## EXCERPT TO READ
━━━━━━━━━━━━━━━━━━━━

44 The respondent submitted that the common principles as to the nature of contracts of apprenticeship support the interpretation of the award for which it contends. In Wiltshire Police Authority v Wynn [1981] QB 95. Lord Denning MR referred to the distinction at common law between a contract of apprenticeship and a contract of service. The Master of the Rolls said (at 109):
'The courts drew a distinction according to which purpose was the primary purpose: and which was secondary. If the primary purpose was work for the master - and teaching a trade was only a secondary purpose - it was a contract of service. But if teaching a trade was the primary purpose - and work for the master was only secondary - then it was a contract of apprenticeship.'
I also refer to the remarks of Waller LJ at 111.

━━━━━━━━━━━━━━━━━━━━

## COLLECTED DATA
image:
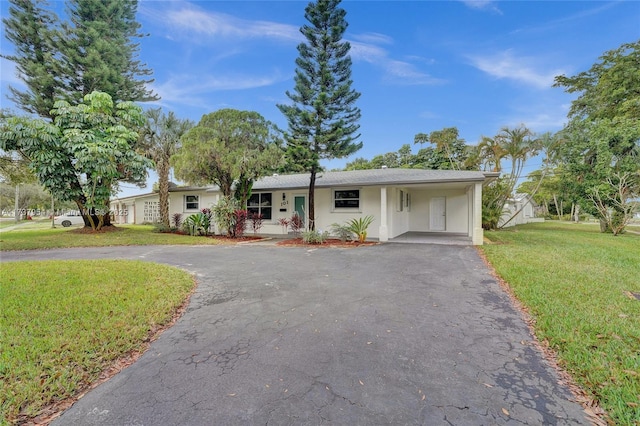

━━━━━━━━━━━━━━━━━━━━

## PROBLEM REQUIREMENTS
In the passage on contracts of apprenticeship, restate everything from "44 The respondent" down to "Waller LJ at 111.", renaming "apprenticeship" as "traineeship" wherever it occurs.

## FULL ANSWER
44 The respondent submitted that the common principles as to the nature of contracts of traineeship support the interpretation of the award for which it contends. In Wiltshire Police Authority v Wynn [1981] QB 95. Lord Denning MR referred to the distinction at common law between a contract of traineeship and a contract of service. The Master of the Rolls said (at 109):
'The courts drew a distinction according to which purpose was the primary purpose: and which was secondary. If the primary purpose was work for the master - and teaching a trade was only a secondary purpose - it was a contract of service. But if teaching a trade was the primary purpose - and work for the master was only secondary - then it was a contract of traineeship.'
I also refer to the remarks of Waller LJ at 111.